**READING TEXT**
Reverse-Shopping: Ode to the Orange Transfer Station

Updated: May 27

I must be a grownup -- and a Professional Organizer -- if I am thrilled at the number of tasks I can get done at my local Transfer Station & Recycling Center (aka the town dump).

In an effort to inspire my fellow Orange residents to frequent this gem and to inspire others to encourage your transfer station to up their game (if needed), here is my tribute and guide to this one-stop purging destination.

As efficient as a 1990's mall* was for shopping, the transfer station in my town is just as efficient for purging ("reverse-shopping?"). Since Clutter Kicker schleps donations - and sometimes old electronics and other recyclables - for clients, this place is a true gem!

Here are the 12 things you can do there:

  1. Dump your trash: Obvious offering, this is where household trash goes. With a smooth drop off system, the hopper accommodates trash of any size, and is a bit ingenious.

  2. Goodwill Trailer: donation drop-off! There are a bazillion bins inside to accommodate all of the household items that you don't love, use or need.

  3. Textiles Bin: Orange now has a contract with Bay State Textiles and gets paid for items put into the large white bins. There are three around town and they are perfect receptacles for your torn, stained, or old textiles...and your unmatched socks. Learn more here.

  4. Food scrap composting: If you don't keep a compost pile at home, kindly keep these items separate and insert them in one of the green bins at the top of the hill.

  5. Electronics/ewaste recycling: This is where my clients' old electronics (and their accompanying cords) go as their final resting place. You know that old computer or broken TV that's been sitting in your home for way too long? Bring it! Today I brought my old ipad, circa 2010. There was a cute video from 2011 I'd wanted to miraculously retrieve, but upon plugging it in, it is just not going to happen, so b'bye.

  6. Purge old paint cans: Saturdays only, but that's okay since Benjamin Moore and Sherwin Williams are kind enough to take those cans back during business hours. Cans must contain any amount of paint; empty cans are considered trash.

  7. Mixed recycling: cans, bottles, and glass, not in plastic bags.

**WORK TO COMPLETE**
According to the transfer station guide, which company does Orange have a contract with for the textiles bins? The material after this has nothing to do with the text.

**INFORMATION SUPPLIED**
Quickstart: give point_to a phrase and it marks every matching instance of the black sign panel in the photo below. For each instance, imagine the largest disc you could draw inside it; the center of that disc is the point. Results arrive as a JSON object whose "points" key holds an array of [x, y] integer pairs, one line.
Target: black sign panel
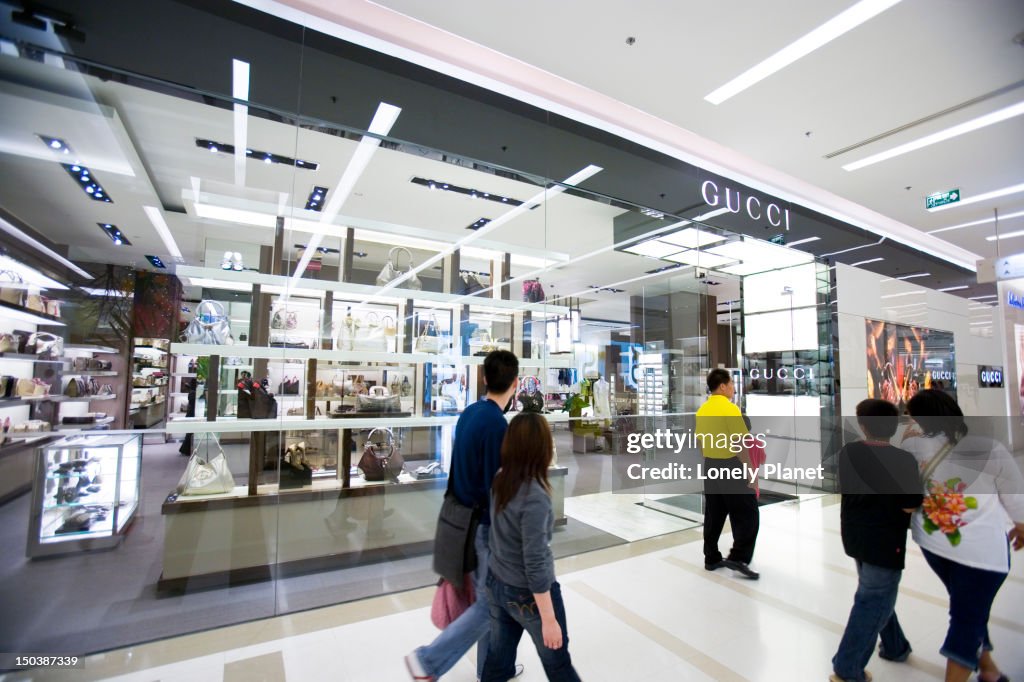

**CORRECT ANSWER**
Bay State Textiles.